Provided passage:
Making the Most Out of a Telephone Triage Consultation


  1. Put your phone ringer on loud and pick it up when an unknown number rings. If we need to ring more than once it wastes valuable time. We will only try to call you twice.
  1. Don’t be offended if we start by checking your name and other details before revealing who we are. This is to protect your confidentiality and prevent mistakes.
  1. Ideally take some time to think about the symptoms you are calling about. Maybe write down notes. When did they start, what patterns have you spotted, what else is changing about your body?
  1. We may ask you about how your breathing has changed, your breathing rate (the number of normal breaths in a minute), your heart rate (the number of heart beats in a minute) and your temperature and oxygen saturations (if you have devices to measure these). Don’t worry if you haven’t got these.

Exercise requirements:
1. Set down the telephone triage guidance verbatim between "Making the Most" and "and prevent mistakes.", inclusive.
2. Decide whether each statement agrees with the telephone triage guidance, answering yes or no and quoting the words that settle it: (a) The caller will be tried up to three times. (b) Your name and other details are checked first to protect confidentiality and prevent mistakes. (c) You need a device that measures oxygen saturation before the consultation.
3. Write what comes next in the telephone triage guidance, picking up after its final sentence.
The records are separate material with no connection to the telephone triage guidance.

Dataset:
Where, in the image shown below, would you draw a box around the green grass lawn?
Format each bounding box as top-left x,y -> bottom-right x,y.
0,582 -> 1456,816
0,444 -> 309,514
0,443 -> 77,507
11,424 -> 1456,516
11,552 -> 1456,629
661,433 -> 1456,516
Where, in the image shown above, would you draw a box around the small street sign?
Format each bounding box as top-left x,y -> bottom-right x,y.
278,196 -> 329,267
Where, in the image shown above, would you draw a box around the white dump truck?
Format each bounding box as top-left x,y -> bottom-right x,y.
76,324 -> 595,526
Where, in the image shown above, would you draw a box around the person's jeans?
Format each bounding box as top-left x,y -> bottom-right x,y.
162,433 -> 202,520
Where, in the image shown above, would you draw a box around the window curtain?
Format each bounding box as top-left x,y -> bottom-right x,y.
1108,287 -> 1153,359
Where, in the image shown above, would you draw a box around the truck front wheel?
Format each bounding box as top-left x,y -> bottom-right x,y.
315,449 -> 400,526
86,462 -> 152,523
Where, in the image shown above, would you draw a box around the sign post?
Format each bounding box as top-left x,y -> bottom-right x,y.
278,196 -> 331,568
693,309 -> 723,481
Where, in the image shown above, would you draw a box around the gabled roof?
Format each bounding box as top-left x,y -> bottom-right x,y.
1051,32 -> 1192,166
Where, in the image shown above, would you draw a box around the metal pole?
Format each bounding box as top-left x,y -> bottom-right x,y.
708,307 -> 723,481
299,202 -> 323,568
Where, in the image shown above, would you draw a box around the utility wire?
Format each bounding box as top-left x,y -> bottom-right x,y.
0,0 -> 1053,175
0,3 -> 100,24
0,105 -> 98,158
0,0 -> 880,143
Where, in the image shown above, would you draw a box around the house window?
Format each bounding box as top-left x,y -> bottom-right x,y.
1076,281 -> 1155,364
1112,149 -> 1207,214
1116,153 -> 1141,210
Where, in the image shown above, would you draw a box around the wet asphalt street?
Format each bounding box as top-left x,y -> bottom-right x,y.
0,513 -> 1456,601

Responses in order:
1.
Making the Most Out of a Telephone Triage Consultation


  1. Put your phone ringer on loud and pick it up when an unknown number rings. If we need to ring more than once it wastes valuable time. We will only try to call you twice.
  1. Don’t be offended if we start by checking your name and other details before revealing who we are. This is to protect your confidentiality and prevent mistakes.

2.
(a) No: "We will only try to call you twice."
(b) Yes: "This is to protect your confidentiality and prevent mistakes."
(c) No: "Don’t worry if you haven’t got these."

3.
  1. Tell us what you are hoping for and what you are worried about. Don’t worry: this isn’t rude! If you have several things you want to talk about: tell us at the beginning. We may need to politely say that we can’t deal with all the issues but at least this means we can help you prioritise the important problems.
  1. Tell us if you don’t understand something we’ve said or aren’t clear on the plan. It’s actually really helpful if you write down some notes as we go along and then repeat the plan back to us. Most people only remember 30% of what a doctor says: don’t worry - your memory isn’t failing you - that’s just normal!


At the end of most consultations we do something called safety netting. This is planning for what to do if things get worse and helps you know the “red flags” or warning signs to look out for. It might sound scary sometimes, because we often are describing the worst case scenario, not what we think is most likely to happen.